--- BEREITGESTELLTER TEXT ---
<<<<
Die moderne Anthropologie: Die neugierigen Reisenden
Die Anthropologinnen um Franz Boas: Gegen das herrschende rassistische Weltbild setzten sie bei Reisen auf empirische Forschung.
Sie schauten in jeden Kochtopf, notierten noch die winzigsten Details, besuchten die abgelegensten Orte und fischten nach Tabus und Legenden – der „Kreis verwegener Anthropologen“ um Franz Boas. Das Buch „Schule der Rebellen“ über den Ethnologen Franz Boas und seine Mitstreiterinnen entführt in die wilden Anfänge einer aufstrebenden Wissenschaft und Forschung, die sich gegen das rassistische Weltbild ihrer Zeit durchsetzen musste.
Der „wissenschaftliche Rassismus“ dominierte nicht nur in den europäischen Nationalstaaten mit ihrer Kolonialgeschichte, sondern auch im multiethnischen Einwandererland Amerika. Anthropometriker und andere Rassenkundler versuchten die höhere Wertigkeit der arischen, der weißen Rasse mit obskuren Vermessungen und Behauptungen zu beweisen, um so den Dominanzanspruch der weißen Rasse zu rechtfertigen und diese von anderen, ungesunden Erbmassen abzugrenzen und die eugenische Zwangssterilisation von Menschen mit „schlechtem Erbgut“ zu legitimieren. Ihre Bibel war „The passing of the race“ von Charles Grant, das 1925 unter dem Titel „Der Untergang der Großen Rasse“ auch in Deutschland erschien. Hitler zog es begeistert und ausführlich für seine Rassentheorie heran.
Der Autor Charles King erzählt spannend und gut geschrieben die Geschichte seiner ProtagonistInnen: ihre Reisen, Kämpfe, Lieben, Leidenschaften, aber auch ihre Zweifel und Verirrungen. Vor allem erzählt er die Geschichte des Rassismus zur Hochzeit von Kolonialismus und Rassentheorie sowie dessen Unterhöhlung durch die neue Wissenschaft der Anthropologie.
Franz Boas war Ende des 19. Jahrhunderts von Deutschland nach Amerika ausgewandert. Er gilt als Begründer der modernen Anthropologie. Seine Feldforschungen bei den Inuit im arktischen Archipel und den Indigenen in Westkanada führten ihn zu der Erkenntnis, dass die kulturelle Prägung entscheidend für gesellschaftliche Unterschiede ist und nicht biologische Wesensmerkmale, wie damals die vorherrschende Behauptung war. „Schule der Rebellen“ zeichnet die Karrieren der Boas-Schülerinnen Margaret Mead, Ruth Benedict und der ersten afroamerikanischen Ethnologin, Zora Neale Hurston, nach.
>>>>
Bitte nenne die Person, die im Text über Franz Boas als erste afroamerikanische Ethnologin bezeichnet wird.

--- GESPEICHERTE DATEN ---
<<<<
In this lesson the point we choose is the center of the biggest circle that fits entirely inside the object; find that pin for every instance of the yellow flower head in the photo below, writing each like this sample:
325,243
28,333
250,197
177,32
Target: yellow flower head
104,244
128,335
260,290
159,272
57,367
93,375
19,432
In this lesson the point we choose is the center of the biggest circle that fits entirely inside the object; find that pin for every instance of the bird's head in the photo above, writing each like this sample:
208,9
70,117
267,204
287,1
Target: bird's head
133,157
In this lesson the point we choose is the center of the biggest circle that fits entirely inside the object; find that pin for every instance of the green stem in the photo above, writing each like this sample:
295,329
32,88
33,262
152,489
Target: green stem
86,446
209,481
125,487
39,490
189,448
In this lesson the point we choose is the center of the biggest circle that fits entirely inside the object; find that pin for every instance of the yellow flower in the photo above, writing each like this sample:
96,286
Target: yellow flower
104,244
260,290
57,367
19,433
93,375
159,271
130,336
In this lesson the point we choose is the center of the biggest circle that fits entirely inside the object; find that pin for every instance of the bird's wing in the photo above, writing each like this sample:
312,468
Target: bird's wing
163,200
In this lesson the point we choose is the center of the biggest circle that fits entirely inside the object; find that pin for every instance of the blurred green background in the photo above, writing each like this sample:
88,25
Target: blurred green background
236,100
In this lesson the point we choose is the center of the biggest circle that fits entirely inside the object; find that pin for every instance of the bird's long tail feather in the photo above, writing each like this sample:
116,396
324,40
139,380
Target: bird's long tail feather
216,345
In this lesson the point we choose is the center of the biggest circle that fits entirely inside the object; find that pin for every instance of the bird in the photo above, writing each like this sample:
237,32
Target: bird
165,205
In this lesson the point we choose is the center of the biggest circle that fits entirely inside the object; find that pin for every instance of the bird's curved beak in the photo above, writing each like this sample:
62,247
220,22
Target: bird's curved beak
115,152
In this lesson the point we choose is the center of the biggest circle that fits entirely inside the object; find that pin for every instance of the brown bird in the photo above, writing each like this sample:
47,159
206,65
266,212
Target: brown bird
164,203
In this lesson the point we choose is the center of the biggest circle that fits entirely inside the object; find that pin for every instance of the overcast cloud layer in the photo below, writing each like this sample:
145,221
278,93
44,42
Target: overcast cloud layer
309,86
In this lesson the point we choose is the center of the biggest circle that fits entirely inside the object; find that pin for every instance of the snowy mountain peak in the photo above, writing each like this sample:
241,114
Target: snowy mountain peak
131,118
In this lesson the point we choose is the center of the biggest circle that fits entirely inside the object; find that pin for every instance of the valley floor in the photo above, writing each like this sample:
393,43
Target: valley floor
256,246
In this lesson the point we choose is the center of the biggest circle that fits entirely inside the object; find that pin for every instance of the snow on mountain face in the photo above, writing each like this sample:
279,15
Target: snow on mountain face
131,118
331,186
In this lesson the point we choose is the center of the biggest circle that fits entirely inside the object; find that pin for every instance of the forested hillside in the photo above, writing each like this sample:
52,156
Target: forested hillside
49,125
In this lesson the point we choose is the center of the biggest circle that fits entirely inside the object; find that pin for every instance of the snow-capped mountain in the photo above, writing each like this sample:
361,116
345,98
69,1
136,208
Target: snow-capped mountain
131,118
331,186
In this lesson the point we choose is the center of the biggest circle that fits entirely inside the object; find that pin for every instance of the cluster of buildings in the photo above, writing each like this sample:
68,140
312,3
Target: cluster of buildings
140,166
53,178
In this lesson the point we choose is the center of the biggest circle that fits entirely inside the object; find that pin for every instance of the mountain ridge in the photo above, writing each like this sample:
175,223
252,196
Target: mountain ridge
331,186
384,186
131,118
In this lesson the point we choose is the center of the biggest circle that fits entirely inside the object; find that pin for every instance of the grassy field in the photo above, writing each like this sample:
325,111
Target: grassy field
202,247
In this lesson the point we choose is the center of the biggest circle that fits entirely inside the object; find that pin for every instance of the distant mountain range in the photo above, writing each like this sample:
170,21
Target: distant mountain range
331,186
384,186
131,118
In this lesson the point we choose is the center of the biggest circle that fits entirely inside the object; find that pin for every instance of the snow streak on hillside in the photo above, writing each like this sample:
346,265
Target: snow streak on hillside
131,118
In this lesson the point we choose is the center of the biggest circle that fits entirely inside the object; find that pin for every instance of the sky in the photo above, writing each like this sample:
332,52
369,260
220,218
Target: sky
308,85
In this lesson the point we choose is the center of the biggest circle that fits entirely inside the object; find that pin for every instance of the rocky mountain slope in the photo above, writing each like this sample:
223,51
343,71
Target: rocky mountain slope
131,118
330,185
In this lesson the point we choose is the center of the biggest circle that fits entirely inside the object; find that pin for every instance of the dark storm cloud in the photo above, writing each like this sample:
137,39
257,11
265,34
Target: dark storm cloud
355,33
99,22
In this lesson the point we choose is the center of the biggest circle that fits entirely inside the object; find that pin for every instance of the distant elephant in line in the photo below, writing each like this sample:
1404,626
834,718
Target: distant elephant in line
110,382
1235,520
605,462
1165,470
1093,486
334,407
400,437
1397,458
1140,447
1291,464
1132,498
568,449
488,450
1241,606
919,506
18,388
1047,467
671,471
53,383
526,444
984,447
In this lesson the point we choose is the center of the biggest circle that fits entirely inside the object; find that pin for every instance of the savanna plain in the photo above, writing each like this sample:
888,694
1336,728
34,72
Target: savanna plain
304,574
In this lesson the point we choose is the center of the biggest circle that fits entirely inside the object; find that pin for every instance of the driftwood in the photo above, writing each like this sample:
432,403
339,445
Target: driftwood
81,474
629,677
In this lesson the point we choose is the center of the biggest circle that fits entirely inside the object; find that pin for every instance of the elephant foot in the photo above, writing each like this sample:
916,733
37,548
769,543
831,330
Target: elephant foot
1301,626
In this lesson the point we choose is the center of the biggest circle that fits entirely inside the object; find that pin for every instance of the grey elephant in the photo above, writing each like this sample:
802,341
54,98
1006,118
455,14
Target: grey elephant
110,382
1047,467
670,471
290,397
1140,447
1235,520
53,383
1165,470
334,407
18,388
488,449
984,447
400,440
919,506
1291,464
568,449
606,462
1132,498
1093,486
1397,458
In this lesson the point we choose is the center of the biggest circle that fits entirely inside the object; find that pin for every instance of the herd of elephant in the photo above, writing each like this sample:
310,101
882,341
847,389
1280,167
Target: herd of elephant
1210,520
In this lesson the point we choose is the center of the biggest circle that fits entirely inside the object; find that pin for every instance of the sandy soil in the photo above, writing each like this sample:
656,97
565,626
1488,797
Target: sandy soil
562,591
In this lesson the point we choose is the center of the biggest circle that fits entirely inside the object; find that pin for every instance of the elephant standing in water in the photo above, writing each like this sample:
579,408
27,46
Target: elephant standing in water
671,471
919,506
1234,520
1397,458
>>>>
--- LÖSUNG ---
Zora Neale Hurston